◆ **Reading passage**
------

This allows us to use equi-distant bounds for the quantizer instead of equi-probable ones.

From now on we will use the following syntax for quantizers that use the S-Metric Helper Data Method:
$ cal(Q)(s, m, tilde(x)) $

where $s$ defines the number of metrics, $m$ the number of bits and $tilde(x)$ a Tilde-Domain transformed PUF measurement.
=== Enrollment

To enroll our PUF key, we will first need to define the quantizer for higher order bit quantization and helper data generation.
Because our transformed PUF readout $tilde(x)$ can be interpreted as a realization of a uniformly distributed variable $tilde(X)$, we can define the width $Delta$ of our quantizer bins as follows:

$ Delta = frac(1, 2^m) . $<eq:delta>

For example, if we were to extract a symbol with the width of 2 bits from our PUF readout, we would need to evenly space $2^2 = 4$ bins. Using equation @eq:delta, the step size for a 2-bit quantizer would result to:

$ Delta' = lr(frac(1, 2^m) mid(|))_(m=2)= frac(1, 4) . $

@fig:smhd_two_bit shows a plot of the resulting quantizer function that would yield symbols with two bits for one measurement $tilde(x)$.

#figure(
  include("../graphics/quantizers/two-bit-enroll.typ"),
  caption: [2-bit quantizer]
)<fig:smhd_two_bit>

Right now, this quantizer wouldn't help us generating any helper data.
To achieve that, we will need to divide a symbol step -- one, that returns the corresponding quantized symbol - into multiple sub-steps.

------

◆ **What is asked**
From the passage on S-Metric quantizers, reproduce the text that begins at "This allows us" and stops after "transformed PUF measurement.", substituting "evenly spaced" for "equi-distant".

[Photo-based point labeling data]

------

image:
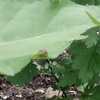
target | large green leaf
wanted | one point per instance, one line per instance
(26, 26)
(89, 2)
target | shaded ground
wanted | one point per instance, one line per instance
(35, 90)
(38, 89)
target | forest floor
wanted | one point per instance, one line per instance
(38, 89)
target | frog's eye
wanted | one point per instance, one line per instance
(44, 51)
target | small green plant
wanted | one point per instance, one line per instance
(53, 26)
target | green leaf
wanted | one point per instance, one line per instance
(87, 2)
(87, 62)
(29, 26)
(69, 79)
(25, 75)
(93, 19)
(93, 36)
(59, 69)
(40, 55)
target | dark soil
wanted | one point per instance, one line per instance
(35, 90)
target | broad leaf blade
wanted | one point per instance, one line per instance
(93, 19)
(39, 24)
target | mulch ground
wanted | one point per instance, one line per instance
(35, 90)
(38, 89)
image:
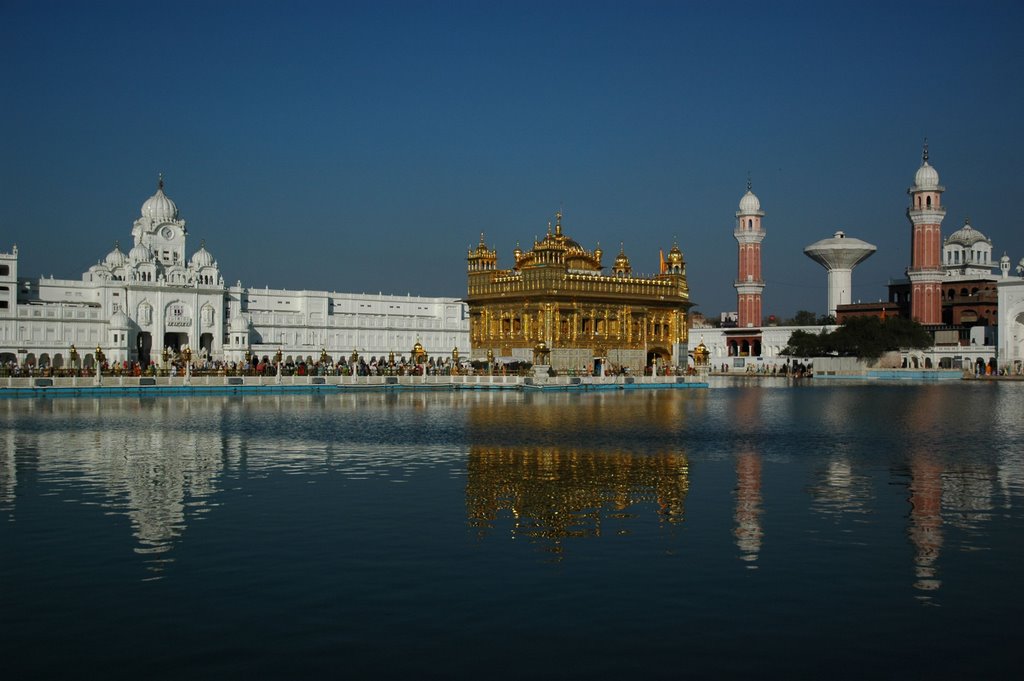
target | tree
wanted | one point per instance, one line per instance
(865, 337)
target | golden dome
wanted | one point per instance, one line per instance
(675, 256)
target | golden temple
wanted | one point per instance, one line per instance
(556, 306)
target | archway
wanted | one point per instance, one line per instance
(175, 341)
(143, 345)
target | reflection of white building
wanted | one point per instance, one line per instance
(134, 304)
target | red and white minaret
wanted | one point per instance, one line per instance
(926, 273)
(749, 283)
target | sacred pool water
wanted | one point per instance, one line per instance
(818, 530)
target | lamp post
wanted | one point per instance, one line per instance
(99, 366)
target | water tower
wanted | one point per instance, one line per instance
(840, 255)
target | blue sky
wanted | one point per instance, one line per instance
(364, 146)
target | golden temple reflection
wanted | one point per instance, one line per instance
(8, 471)
(552, 494)
(841, 488)
(748, 515)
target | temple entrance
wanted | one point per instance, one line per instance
(206, 345)
(175, 341)
(143, 344)
(658, 357)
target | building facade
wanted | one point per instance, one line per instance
(134, 305)
(555, 305)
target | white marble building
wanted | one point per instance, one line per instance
(134, 304)
(1011, 332)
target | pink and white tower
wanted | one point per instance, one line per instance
(926, 213)
(749, 284)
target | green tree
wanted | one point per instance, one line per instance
(865, 337)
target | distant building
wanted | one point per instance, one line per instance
(133, 305)
(556, 306)
(1011, 341)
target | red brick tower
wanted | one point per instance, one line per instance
(926, 213)
(749, 284)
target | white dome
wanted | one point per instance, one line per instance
(140, 253)
(201, 258)
(927, 177)
(967, 237)
(750, 203)
(159, 207)
(239, 325)
(116, 258)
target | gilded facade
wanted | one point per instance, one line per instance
(557, 306)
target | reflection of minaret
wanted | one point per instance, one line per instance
(8, 477)
(748, 516)
(749, 506)
(926, 519)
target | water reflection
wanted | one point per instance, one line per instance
(748, 515)
(554, 494)
(749, 420)
(550, 468)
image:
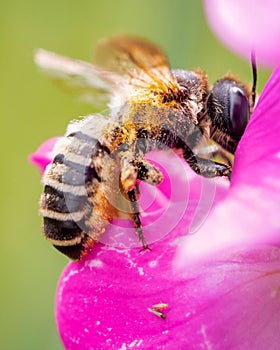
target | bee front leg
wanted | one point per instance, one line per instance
(205, 167)
(128, 182)
(135, 213)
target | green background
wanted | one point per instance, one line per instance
(33, 110)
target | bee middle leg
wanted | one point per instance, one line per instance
(133, 168)
(205, 167)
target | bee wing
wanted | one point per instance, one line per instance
(143, 62)
(89, 82)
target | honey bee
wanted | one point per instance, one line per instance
(151, 107)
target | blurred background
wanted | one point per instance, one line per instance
(33, 109)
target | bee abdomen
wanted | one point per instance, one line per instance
(67, 204)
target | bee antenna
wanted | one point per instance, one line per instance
(254, 70)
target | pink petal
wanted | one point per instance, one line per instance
(243, 25)
(249, 215)
(43, 156)
(233, 303)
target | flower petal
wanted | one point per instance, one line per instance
(103, 302)
(244, 25)
(43, 156)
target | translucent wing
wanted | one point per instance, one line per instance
(91, 83)
(143, 62)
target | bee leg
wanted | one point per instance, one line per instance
(128, 171)
(205, 167)
(217, 152)
(130, 188)
(148, 173)
(135, 213)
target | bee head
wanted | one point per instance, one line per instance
(228, 107)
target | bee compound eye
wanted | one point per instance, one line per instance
(239, 111)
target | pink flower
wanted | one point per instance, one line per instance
(221, 284)
(243, 25)
(43, 156)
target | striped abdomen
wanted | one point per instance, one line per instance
(74, 203)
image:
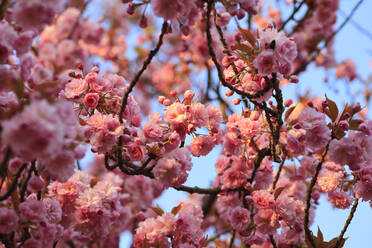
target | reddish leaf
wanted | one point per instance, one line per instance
(354, 124)
(289, 112)
(176, 209)
(248, 36)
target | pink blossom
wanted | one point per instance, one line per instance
(266, 220)
(32, 210)
(152, 131)
(8, 220)
(240, 218)
(263, 199)
(171, 170)
(135, 152)
(339, 199)
(347, 69)
(265, 62)
(91, 100)
(249, 128)
(328, 180)
(166, 9)
(232, 144)
(155, 230)
(23, 43)
(201, 146)
(75, 88)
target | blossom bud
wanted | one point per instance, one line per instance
(91, 100)
(143, 22)
(167, 102)
(288, 102)
(161, 99)
(343, 125)
(229, 93)
(173, 93)
(294, 79)
(189, 95)
(357, 107)
(236, 101)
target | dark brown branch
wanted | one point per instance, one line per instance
(347, 223)
(23, 186)
(308, 197)
(148, 60)
(13, 185)
(198, 190)
(232, 239)
(272, 240)
(4, 163)
(295, 10)
(260, 156)
(277, 176)
(219, 67)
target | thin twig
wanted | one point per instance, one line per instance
(278, 173)
(272, 240)
(295, 10)
(13, 185)
(347, 223)
(308, 196)
(148, 60)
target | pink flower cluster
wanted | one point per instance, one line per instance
(185, 117)
(92, 209)
(183, 227)
(346, 69)
(278, 53)
(48, 132)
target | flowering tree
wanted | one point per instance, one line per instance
(70, 83)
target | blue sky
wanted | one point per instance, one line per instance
(349, 43)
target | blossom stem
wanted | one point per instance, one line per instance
(347, 223)
(309, 194)
(148, 60)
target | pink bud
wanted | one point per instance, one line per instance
(91, 100)
(254, 116)
(288, 102)
(236, 101)
(240, 14)
(167, 102)
(185, 30)
(173, 93)
(293, 79)
(189, 95)
(229, 93)
(161, 99)
(143, 22)
(343, 125)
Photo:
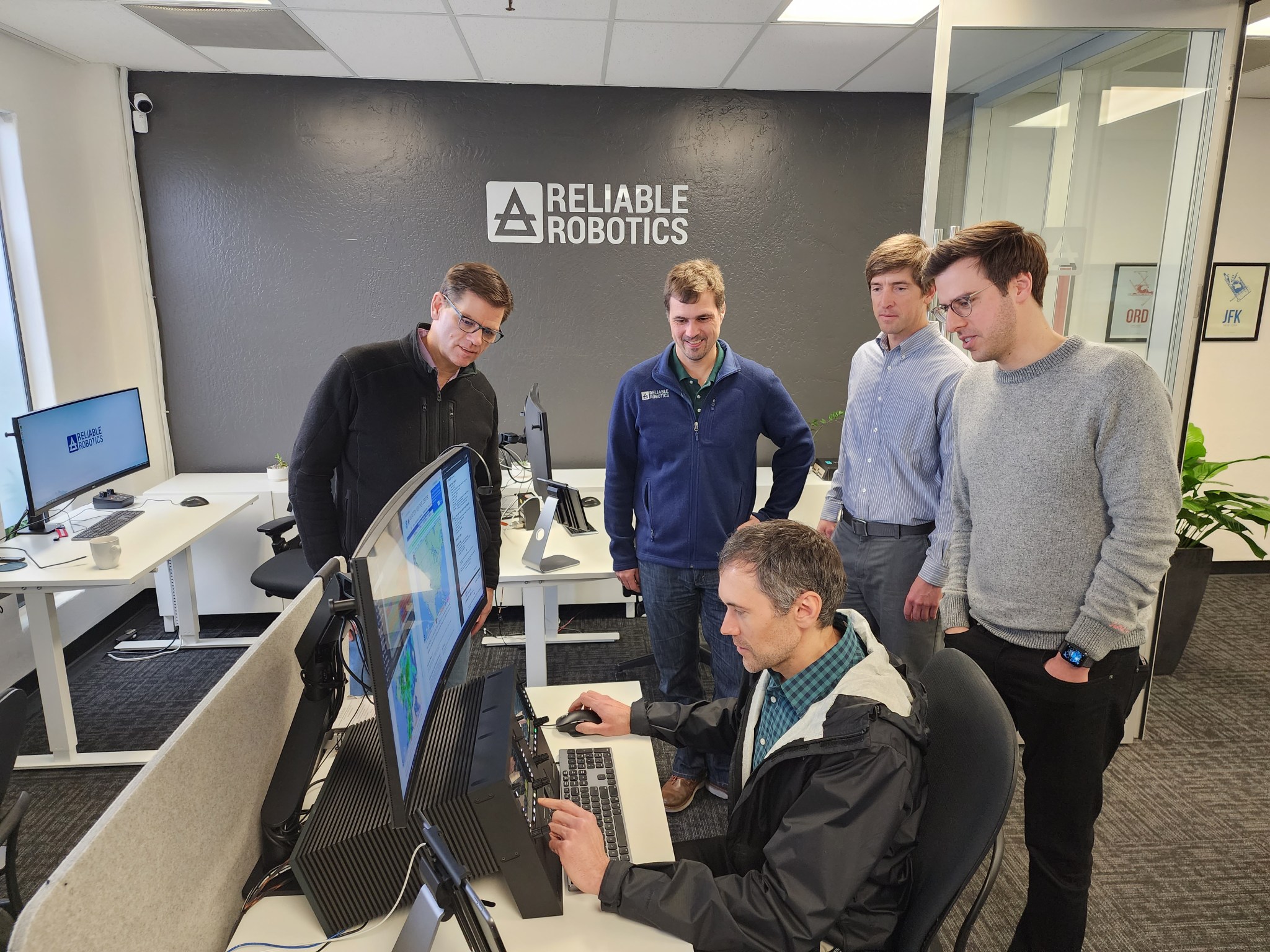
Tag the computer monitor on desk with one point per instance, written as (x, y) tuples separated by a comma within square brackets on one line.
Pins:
[(71, 448)]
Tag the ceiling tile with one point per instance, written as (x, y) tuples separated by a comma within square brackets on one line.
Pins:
[(370, 6), (796, 56), (393, 45), (276, 63), (699, 11), (682, 55), (563, 52), (102, 33), (534, 9), (906, 69)]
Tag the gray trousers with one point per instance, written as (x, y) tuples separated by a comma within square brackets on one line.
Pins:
[(879, 574)]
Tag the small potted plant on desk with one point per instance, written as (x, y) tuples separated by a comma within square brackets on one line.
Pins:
[(278, 470), (1204, 512)]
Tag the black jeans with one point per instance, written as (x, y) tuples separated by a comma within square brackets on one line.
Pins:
[(1071, 733)]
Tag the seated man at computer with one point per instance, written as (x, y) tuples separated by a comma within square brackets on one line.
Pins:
[(827, 776)]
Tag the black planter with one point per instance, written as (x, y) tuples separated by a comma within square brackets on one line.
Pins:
[(1184, 591)]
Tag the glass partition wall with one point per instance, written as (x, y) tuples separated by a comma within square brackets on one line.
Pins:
[(1099, 141)]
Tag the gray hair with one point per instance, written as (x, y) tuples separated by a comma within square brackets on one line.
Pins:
[(789, 559)]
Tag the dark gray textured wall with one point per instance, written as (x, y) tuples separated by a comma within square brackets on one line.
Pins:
[(291, 218)]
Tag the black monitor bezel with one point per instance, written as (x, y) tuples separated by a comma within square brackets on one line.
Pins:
[(368, 631), (539, 421), (32, 509)]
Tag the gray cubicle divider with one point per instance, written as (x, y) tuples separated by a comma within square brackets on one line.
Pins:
[(164, 867)]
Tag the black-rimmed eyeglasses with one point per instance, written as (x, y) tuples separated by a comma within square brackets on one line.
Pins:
[(961, 306), (491, 335)]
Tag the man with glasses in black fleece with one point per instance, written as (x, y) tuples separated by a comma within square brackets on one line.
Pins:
[(384, 412)]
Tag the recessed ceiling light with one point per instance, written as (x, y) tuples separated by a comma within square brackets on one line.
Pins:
[(894, 12), (1122, 102), (1053, 118)]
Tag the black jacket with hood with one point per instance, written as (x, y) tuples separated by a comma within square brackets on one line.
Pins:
[(819, 837), (375, 420)]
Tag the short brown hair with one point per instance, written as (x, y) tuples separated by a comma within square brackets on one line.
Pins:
[(481, 280), (900, 253), (789, 559), (687, 281), (1003, 252)]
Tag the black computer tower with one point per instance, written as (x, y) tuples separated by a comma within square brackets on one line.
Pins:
[(479, 782)]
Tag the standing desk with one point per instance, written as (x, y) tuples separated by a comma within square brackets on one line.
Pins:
[(287, 920), (166, 532)]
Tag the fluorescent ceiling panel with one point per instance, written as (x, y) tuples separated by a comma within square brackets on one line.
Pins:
[(393, 45), (276, 63), (678, 55), (801, 56), (1122, 102), (908, 68), (1053, 118), (229, 27), (558, 52), (698, 11), (102, 33), (533, 9), (886, 12)]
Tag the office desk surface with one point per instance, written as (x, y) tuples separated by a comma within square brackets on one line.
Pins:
[(584, 927), (164, 530)]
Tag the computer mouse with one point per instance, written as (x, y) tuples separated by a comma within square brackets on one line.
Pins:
[(569, 723)]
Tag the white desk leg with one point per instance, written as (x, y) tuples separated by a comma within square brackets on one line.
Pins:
[(536, 621), (55, 690)]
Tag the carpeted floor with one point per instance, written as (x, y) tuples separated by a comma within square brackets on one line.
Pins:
[(1183, 858)]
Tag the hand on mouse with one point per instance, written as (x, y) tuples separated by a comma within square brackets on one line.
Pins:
[(615, 716)]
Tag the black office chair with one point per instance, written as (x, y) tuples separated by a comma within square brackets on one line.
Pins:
[(646, 660), (970, 772), (286, 574), (13, 718)]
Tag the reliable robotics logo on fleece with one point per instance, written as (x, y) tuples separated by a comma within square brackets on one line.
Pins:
[(586, 214)]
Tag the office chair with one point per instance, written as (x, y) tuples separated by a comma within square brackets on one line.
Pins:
[(287, 573), (13, 718), (646, 660), (970, 769)]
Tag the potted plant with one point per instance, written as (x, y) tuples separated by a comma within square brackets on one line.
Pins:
[(278, 470), (1204, 512)]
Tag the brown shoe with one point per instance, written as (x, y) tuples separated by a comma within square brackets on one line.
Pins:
[(677, 792)]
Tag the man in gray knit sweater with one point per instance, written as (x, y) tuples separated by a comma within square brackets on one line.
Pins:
[(1066, 495)]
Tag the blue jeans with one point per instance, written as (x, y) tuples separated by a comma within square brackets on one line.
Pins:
[(676, 599)]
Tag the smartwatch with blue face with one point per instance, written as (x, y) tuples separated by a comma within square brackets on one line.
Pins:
[(1075, 655)]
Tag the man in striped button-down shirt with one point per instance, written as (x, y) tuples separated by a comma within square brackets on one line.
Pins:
[(888, 511)]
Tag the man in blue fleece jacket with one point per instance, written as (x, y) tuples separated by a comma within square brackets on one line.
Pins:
[(682, 460)]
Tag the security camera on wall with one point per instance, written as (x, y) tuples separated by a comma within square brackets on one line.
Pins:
[(141, 108)]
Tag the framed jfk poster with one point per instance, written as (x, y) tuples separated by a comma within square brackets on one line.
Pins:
[(1133, 300), (1236, 296)]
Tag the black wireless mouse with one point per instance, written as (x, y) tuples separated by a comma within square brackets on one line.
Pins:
[(569, 723)]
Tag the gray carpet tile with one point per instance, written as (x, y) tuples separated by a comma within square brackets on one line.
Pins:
[(1183, 856)]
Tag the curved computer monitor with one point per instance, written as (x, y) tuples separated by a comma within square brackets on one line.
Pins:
[(536, 442), (418, 589), (71, 448)]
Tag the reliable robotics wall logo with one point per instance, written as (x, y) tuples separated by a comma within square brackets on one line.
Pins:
[(586, 214)]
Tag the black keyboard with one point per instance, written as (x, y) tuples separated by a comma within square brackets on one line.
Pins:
[(587, 778), (109, 526)]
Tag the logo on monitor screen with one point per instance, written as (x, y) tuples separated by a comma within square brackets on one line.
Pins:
[(83, 439)]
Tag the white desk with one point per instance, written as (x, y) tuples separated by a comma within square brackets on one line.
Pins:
[(166, 532), (584, 927)]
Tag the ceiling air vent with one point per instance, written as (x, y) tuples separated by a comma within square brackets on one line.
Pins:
[(228, 27)]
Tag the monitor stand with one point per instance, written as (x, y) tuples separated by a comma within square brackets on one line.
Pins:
[(535, 553)]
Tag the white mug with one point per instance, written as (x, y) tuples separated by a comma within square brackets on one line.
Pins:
[(106, 551)]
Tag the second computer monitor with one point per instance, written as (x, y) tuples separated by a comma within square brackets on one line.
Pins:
[(418, 588), (538, 443)]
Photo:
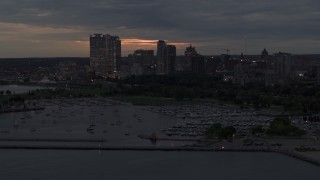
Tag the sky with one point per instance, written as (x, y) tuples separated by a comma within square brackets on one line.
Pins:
[(61, 28)]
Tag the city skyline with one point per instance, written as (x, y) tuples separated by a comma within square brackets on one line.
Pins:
[(60, 28)]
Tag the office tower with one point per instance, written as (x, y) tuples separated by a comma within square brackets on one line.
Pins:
[(113, 53), (105, 54), (190, 51), (171, 59), (98, 60), (145, 58), (161, 57), (198, 64), (283, 65)]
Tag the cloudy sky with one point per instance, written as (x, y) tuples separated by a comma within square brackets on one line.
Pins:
[(46, 28)]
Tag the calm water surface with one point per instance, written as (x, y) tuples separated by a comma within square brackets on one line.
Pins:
[(147, 165)]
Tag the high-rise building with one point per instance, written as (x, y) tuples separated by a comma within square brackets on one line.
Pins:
[(98, 59), (198, 64), (105, 54), (190, 51), (171, 59), (283, 64), (145, 58), (161, 57), (113, 53)]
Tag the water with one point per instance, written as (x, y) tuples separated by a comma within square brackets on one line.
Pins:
[(69, 119), (146, 165)]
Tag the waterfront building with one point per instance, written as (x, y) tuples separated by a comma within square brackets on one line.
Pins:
[(190, 51), (166, 58), (105, 54), (171, 59), (161, 57), (198, 64)]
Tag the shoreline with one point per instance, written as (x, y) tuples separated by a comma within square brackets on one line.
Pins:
[(100, 147)]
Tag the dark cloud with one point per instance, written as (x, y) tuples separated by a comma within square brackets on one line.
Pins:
[(209, 23)]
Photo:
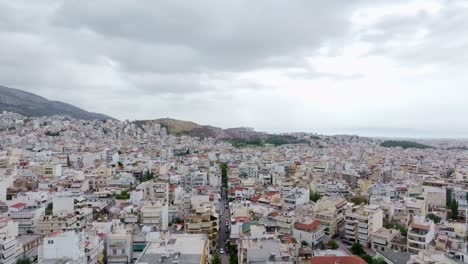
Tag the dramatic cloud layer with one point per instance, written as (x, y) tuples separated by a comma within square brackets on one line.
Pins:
[(375, 66)]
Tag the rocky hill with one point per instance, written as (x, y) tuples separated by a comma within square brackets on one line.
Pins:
[(239, 137), (179, 127), (29, 104)]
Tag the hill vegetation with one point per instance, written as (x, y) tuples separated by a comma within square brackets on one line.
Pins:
[(276, 140), (29, 104)]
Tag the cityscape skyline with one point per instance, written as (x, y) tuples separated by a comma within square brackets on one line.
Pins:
[(371, 64)]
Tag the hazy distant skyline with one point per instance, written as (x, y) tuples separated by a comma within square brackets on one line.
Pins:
[(279, 66)]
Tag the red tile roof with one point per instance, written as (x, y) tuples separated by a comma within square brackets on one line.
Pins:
[(18, 205), (337, 260), (255, 198), (56, 232)]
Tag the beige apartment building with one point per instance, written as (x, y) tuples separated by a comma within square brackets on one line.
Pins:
[(204, 220), (361, 222)]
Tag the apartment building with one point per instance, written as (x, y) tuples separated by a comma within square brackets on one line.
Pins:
[(421, 233), (266, 251), (451, 237), (8, 240), (27, 218), (120, 244), (169, 248), (62, 246), (155, 213), (49, 223), (382, 239), (361, 222), (204, 220), (309, 231)]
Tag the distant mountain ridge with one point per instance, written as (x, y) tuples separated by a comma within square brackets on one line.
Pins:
[(180, 127), (29, 104)]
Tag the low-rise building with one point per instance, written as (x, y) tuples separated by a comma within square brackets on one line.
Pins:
[(361, 222), (166, 248), (421, 233)]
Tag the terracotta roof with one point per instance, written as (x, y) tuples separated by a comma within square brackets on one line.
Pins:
[(337, 260), (18, 205), (307, 227), (273, 214), (419, 226), (255, 198), (56, 232)]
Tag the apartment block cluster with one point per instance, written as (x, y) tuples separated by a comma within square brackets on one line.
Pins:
[(81, 191)]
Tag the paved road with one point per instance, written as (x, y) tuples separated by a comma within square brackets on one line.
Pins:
[(222, 227)]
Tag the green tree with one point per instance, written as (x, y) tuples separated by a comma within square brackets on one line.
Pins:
[(216, 259), (368, 259), (357, 249), (434, 218), (453, 210), (49, 209), (332, 244), (233, 258), (359, 199), (24, 260), (314, 196), (224, 179), (123, 195), (378, 260)]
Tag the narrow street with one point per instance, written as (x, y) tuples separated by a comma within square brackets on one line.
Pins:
[(223, 235)]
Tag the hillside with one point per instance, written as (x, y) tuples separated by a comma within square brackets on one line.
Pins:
[(29, 104), (404, 144), (239, 137)]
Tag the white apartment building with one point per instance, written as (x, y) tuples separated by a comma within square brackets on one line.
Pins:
[(120, 244), (361, 222), (60, 245), (310, 231), (8, 240), (155, 213), (421, 232)]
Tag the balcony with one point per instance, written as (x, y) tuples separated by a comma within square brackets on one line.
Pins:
[(363, 225), (194, 226)]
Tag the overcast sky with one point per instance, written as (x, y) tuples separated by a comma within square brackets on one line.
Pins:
[(370, 66)]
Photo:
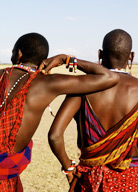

------

◆ **Correct response**
This allows us to use evenly spaced bounds for the quantizer instead of equi-probable ones.

From now on we will use the following syntax for quantizers that use the S-Metric Helper Data Method:
$ cal(Q)(s, m, tilde(x)) $

where $s$ defines the number of metrics, $m$ the number of bits and $tilde(x)$ a Tilde-Domain transformed PUF measurement.